> **Objectif a**
Traduisez en anglais la phrase « Beaucoup de compositeurs contemporains ne savent pas écrire pour la voix, ce que je déplore. », tirée du texte fourni.

W. M. : Oui il y a eu des projets qui ne se sont pas faits, mais tant qu'il y aura de beaux rôles à interpréter, bien écrits pour ma voix et dans lesquels je m'épanouie, je refuse de me plaindre. Beaucoup de compositeurs contemporains ne savent pas écrire pour la voix, ce que je déplore. Un d'eux, très célèbre et dont je tairais le nom, est venu me voir un jour alors qu'il était en train d'écrire un opéra dans lequel je devais chanter et m'a demandé qu'elle était ma note la plus haute et ma note la plus basse. J'étais stupéfaite ! J'aurais préféré qu'il me parle de tessiture, de notes de passage, de legato. Participer à une telle aventure dans ces termes, ne m'intéresse pas. Tout de même Puccini, Verdi ou Wagner connaissaient admirablement bien les voix ! Cela s'est perdu au profit de la musique instrumentale.
Certains chanteurs ont très longtemps besoin de leur professeur pour se sentir rassurés, travailler un point de détail ou recueillir un avis. De qui acceptez-vous les conseils ou les jugements ?

> **Lignes d'entrée**
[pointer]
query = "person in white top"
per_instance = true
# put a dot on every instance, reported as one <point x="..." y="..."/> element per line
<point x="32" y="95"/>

> **Objectif b**
Présentez toutes les entrées en CSV à deux colonnes, texte et reponse, avec une ligne par entrée. Mettez le libellé recherché et sa réponse chacun dans un champ entre guillemets, les sauts de ligne remplacés par des espaces.

> **Sortie complète a**
Many contemporary composers do not know how to write for the voice, which I deplore.

> **Sortie complète b**
texte,reponse
"[pointer] query = ""person in white top"" per_instance = true # put a dot on every instance, reported as one <point x=""..."" y=""...""/> element per line","<point x=""32"" y=""95""/>"